What to do — Copy the post below about loneliness and friends who take advantage, reproducing every word, spelling, and punctuation mark as it stands.

I live in Provo utah I am male and 22 years old.
I probly don't seem lonely to most but I have no real friends all I have is some guy that just 3 months ago got to drunk and tried to kick my ass over soda cans in the room. My only other friend is some self centered jerk drug user that use's me for rides and money. My family is my mother who is certifited crazy (not joking really is I don't know where she is even some instution though) My sister that is badly addicted to oxycottin and just uses me when she needs something. This pretty much is a trend in my entire life everyone around me only talks or associates with me when they need something otherwise I am left alone.
 
Start taking a stand against those who like to sponge off of you. I know how you feel to some degree. I'm not gonna say I've got the same burdens as you, but for a long time, people only befriended me because I was socially and financially available to them. It's about drawing limits and saying "No, you damned fresia! Respect me as a person too!"

Phrase grounding data:
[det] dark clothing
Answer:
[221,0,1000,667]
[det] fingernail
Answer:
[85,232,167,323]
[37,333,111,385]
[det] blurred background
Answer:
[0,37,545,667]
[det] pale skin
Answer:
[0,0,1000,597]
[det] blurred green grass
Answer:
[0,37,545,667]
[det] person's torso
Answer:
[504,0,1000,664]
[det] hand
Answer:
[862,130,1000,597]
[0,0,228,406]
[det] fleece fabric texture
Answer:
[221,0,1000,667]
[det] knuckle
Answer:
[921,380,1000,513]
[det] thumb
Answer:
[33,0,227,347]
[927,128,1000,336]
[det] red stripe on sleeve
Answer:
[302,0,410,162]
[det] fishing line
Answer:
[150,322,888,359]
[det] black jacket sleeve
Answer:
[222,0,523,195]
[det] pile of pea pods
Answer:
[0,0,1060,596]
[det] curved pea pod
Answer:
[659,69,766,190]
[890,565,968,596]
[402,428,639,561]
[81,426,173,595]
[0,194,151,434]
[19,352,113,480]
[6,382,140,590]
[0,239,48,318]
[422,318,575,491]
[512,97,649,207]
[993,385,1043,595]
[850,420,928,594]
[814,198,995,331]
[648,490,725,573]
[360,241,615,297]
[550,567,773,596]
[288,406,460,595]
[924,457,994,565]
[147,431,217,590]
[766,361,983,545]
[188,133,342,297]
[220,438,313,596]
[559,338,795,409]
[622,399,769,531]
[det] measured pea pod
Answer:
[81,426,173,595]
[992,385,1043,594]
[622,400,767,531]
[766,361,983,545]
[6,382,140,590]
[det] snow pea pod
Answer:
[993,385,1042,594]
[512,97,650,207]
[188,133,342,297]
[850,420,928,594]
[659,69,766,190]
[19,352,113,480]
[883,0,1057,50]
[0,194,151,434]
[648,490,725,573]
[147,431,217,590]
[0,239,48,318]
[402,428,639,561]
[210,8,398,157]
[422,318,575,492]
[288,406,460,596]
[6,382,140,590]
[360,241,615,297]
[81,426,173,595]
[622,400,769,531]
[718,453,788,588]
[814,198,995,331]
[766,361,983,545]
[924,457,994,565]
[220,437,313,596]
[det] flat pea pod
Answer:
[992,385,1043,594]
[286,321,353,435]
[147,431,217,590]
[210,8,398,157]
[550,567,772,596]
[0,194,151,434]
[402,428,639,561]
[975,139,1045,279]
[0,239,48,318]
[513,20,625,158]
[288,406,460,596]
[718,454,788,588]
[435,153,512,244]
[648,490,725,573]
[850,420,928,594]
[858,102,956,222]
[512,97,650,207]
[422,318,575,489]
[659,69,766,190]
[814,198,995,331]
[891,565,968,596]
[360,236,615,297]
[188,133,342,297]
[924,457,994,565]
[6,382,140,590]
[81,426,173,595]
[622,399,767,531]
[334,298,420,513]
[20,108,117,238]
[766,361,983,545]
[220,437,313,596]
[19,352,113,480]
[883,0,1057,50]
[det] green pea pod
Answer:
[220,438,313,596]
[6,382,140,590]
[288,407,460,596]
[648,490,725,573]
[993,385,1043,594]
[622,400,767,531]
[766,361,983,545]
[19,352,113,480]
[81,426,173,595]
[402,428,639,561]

Exercise output —
I live in Provo utah I am male and 22 years old.
I probly don't seem lonely to most but I have no real friends all I have is some guy that just 3 months ago got to drunk and tried to kick my ass over soda cans in the room. My only other friend is some self centered jerk drug user that use's me for rides and money. My family is my mother who is certifited crazy (not joking really is I don't know where she is even some instution though) My sister that is badly addicted to oxycottin and just uses me when she needs something. This pretty much is a trend in my entire life everyone around me only talks or associates with me when they need something otherwise I am left alone.
 
Start taking a stand against those who like to sponge off of you. I know how you feel to some degree. I'm not gonna say I've got the same burdens as you, but for a long time, people only befriended me because I was socially and financially available to them. It's about drawing limits and saying "No, you damned fresia! Respect me as a person too!"